> _Selected excerpt_:
— begin —
ALBUM: Red Hot Chili Peppers – I’m With You

Release Date: August 29th, 2011
Label: Warner Bros. Records


After the lukewarm reception of ‘Stadium Arcadium’ 5 years ago, there’s quite a lot riding on the success of RHCP‘s latest album ‘I’m With You’. After a number of internal issues within the band and the loss of guitarist John Frusciante, it would be reasonable to expect the band’s sound to suffer as a result. It is surprising then, that ‘I’m With You’ far surpasses expectation, and stands as one of the band’s best releases to date.

That isn’t to say that the album is without low points however. Openers ‘Monarchy Of Roses’ and ‘Factory Of Faith’ are a little toothless and forgettable. Fortunately the bar is quickly raised with ‘Brendan’s Death Song’ and the fantastic ‘Ethiopia’. The former of the two has one of the most hummable choruses on the album, while the latter ‘Ethiopia’ oozes the up-tempo funk that RHCP are known for.
— end —
> _Data entries_:
— begin —
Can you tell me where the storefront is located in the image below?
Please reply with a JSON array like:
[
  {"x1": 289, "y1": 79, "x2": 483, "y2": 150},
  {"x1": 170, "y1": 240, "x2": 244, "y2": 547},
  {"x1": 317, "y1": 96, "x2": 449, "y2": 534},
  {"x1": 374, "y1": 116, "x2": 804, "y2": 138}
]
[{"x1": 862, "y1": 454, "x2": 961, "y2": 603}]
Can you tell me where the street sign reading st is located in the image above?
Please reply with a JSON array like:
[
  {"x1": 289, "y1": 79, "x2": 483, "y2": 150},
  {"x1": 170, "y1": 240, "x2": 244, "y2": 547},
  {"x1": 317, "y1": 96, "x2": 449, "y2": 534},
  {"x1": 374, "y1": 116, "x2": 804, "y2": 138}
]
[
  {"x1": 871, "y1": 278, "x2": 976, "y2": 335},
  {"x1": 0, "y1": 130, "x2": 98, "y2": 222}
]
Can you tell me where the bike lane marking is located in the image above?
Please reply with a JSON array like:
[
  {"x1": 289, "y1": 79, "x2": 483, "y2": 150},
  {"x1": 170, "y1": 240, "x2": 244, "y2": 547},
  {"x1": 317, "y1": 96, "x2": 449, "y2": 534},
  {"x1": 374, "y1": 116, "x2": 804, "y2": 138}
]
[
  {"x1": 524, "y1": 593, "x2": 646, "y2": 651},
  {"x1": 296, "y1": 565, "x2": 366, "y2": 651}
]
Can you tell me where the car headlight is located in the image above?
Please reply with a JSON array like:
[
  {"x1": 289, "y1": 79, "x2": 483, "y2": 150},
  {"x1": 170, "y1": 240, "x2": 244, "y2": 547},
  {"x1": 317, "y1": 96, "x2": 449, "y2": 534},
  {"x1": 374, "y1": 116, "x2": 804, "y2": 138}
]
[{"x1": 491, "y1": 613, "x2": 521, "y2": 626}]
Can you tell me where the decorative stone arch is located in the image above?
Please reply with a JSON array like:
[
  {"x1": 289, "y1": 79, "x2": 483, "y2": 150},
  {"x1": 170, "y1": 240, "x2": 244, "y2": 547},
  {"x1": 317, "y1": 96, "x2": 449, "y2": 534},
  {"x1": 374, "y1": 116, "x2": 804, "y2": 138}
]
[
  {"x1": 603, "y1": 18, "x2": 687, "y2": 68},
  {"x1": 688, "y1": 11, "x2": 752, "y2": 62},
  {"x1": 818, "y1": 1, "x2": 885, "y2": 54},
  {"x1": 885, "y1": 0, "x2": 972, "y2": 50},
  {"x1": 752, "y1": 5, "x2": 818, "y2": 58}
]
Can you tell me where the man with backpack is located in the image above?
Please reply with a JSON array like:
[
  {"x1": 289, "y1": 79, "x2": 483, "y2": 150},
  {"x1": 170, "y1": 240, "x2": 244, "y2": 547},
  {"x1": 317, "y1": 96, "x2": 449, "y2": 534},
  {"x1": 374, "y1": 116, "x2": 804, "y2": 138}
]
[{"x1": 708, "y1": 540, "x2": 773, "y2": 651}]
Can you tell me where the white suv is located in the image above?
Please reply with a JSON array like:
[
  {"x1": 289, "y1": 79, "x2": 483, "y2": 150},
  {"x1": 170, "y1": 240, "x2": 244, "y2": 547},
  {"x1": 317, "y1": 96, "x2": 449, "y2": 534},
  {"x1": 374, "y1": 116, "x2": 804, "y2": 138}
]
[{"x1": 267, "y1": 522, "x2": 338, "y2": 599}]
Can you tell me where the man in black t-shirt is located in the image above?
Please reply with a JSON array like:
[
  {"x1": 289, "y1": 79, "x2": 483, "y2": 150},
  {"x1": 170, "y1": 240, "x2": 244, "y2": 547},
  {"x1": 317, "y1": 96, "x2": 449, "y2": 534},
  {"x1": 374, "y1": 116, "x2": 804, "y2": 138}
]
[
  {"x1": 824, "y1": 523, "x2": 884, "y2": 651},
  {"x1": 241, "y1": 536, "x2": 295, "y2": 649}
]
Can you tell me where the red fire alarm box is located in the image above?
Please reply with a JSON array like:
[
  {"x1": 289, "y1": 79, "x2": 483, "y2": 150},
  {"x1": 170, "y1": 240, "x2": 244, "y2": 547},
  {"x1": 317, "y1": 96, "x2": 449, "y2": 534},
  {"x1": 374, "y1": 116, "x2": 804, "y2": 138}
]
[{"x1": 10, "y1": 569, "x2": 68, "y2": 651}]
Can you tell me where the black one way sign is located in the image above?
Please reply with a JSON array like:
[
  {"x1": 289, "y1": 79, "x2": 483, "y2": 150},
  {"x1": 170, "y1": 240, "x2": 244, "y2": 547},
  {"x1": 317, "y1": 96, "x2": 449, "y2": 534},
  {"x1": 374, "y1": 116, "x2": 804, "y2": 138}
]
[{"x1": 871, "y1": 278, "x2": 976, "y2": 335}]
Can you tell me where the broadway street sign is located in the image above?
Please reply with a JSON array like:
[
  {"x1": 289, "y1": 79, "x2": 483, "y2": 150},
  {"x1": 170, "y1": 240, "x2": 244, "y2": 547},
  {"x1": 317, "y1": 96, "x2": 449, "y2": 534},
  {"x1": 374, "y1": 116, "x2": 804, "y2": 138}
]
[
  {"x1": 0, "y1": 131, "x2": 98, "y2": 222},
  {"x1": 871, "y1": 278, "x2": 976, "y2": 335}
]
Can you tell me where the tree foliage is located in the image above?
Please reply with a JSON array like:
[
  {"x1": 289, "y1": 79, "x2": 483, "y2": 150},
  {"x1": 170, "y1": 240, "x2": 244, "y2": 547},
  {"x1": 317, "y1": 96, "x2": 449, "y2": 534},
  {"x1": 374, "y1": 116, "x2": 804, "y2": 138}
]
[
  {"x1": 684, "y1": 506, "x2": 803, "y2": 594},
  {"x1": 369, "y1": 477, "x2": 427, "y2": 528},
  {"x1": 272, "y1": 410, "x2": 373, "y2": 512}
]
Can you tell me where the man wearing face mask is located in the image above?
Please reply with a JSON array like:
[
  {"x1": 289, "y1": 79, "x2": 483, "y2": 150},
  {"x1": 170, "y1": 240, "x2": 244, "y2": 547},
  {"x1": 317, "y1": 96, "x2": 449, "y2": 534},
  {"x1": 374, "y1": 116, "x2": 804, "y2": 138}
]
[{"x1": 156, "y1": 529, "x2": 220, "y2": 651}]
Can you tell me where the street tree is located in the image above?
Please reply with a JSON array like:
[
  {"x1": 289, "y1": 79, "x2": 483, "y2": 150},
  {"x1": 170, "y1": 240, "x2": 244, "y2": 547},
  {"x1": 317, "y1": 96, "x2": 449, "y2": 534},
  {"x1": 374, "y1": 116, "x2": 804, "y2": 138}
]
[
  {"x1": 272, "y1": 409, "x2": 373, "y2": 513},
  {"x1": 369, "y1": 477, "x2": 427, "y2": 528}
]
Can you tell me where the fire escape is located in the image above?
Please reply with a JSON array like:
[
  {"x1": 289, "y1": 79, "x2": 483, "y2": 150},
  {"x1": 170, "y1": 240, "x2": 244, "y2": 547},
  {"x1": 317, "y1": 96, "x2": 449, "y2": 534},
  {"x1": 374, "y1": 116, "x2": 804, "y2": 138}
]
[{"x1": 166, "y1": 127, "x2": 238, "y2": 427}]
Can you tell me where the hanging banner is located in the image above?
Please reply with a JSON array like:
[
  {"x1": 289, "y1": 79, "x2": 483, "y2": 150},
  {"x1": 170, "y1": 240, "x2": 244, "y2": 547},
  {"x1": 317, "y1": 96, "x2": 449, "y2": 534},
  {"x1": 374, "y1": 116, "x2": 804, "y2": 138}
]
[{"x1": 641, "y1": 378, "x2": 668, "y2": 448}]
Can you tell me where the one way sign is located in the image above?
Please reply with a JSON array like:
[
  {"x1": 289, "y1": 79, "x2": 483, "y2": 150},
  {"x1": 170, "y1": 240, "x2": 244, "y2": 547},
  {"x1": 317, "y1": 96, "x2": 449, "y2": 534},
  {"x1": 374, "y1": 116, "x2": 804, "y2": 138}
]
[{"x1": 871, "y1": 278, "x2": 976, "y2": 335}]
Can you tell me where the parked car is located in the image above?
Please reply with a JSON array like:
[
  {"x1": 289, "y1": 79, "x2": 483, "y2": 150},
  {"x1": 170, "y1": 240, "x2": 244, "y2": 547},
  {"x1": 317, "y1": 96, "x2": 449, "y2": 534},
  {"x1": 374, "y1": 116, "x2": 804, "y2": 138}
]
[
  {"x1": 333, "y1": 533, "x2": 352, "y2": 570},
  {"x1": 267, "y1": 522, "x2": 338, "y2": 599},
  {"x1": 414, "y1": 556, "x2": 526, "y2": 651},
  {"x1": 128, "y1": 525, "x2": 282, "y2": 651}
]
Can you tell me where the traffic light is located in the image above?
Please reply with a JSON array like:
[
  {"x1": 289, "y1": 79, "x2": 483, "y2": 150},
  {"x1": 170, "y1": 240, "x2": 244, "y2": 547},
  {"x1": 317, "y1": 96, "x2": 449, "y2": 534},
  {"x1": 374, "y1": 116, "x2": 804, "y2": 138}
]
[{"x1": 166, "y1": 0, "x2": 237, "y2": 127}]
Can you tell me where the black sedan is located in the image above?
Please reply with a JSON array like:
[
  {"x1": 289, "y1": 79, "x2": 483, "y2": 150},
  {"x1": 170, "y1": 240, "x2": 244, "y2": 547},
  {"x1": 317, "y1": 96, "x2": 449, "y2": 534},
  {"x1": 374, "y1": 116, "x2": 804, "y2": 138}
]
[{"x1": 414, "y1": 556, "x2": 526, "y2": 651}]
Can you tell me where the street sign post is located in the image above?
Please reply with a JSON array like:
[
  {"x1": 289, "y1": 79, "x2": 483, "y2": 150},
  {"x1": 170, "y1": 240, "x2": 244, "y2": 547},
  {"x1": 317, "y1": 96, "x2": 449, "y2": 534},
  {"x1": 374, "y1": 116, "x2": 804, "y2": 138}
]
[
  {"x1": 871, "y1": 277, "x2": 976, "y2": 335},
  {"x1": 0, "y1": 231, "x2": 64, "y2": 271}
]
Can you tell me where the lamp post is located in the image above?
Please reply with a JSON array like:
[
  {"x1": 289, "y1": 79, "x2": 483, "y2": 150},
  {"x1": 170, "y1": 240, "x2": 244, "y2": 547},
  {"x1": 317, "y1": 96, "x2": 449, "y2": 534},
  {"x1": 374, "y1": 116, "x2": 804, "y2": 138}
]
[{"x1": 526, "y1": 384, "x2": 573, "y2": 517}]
— end —
> _Tasks and exercises_:
a. Please reproduce the album review in full, word for word.
b. Identify every line in the records that contains the string "post", matching case exactly, and copy each of those lines.
The records are unrelated to the album review.

> _Answer set_:
a.
ALBUM: Red Hot Chili Peppers – I’m With You

Release Date: August 29th, 2011
Label: Warner Bros. Records


After the lukewarm reception of ‘Stadium Arcadium’ 5 years ago, there’s quite a lot riding on the success of RHCP‘s latest album ‘I’m With You’. After a number of internal issues within the band and the loss of guitarist John Frusciante, it would be reasonable to expect the band’s sound to suffer as a result. It is surprising then, that ‘I’m With You’ far surpasses expectation, and stands as one of the band’s best releases to date.

That isn’t to say that the album is without low points however. Openers ‘Monarchy Of Roses’ and ‘Factory Of Faith’ are a little toothless and forgettable. Fortunately the bar is quickly raised with ‘Brendan’s Death Song’ and the fantastic ‘Ethiopia’. The former of the two has one of the most hummable choruses on the album, while the latter ‘Ethiopia’ oozes the up-tempo funk that RHCP are known for.

b.
Can you tell me where the street sign post is located in the image above?
Can you tell me where the lamp post is located in the image above?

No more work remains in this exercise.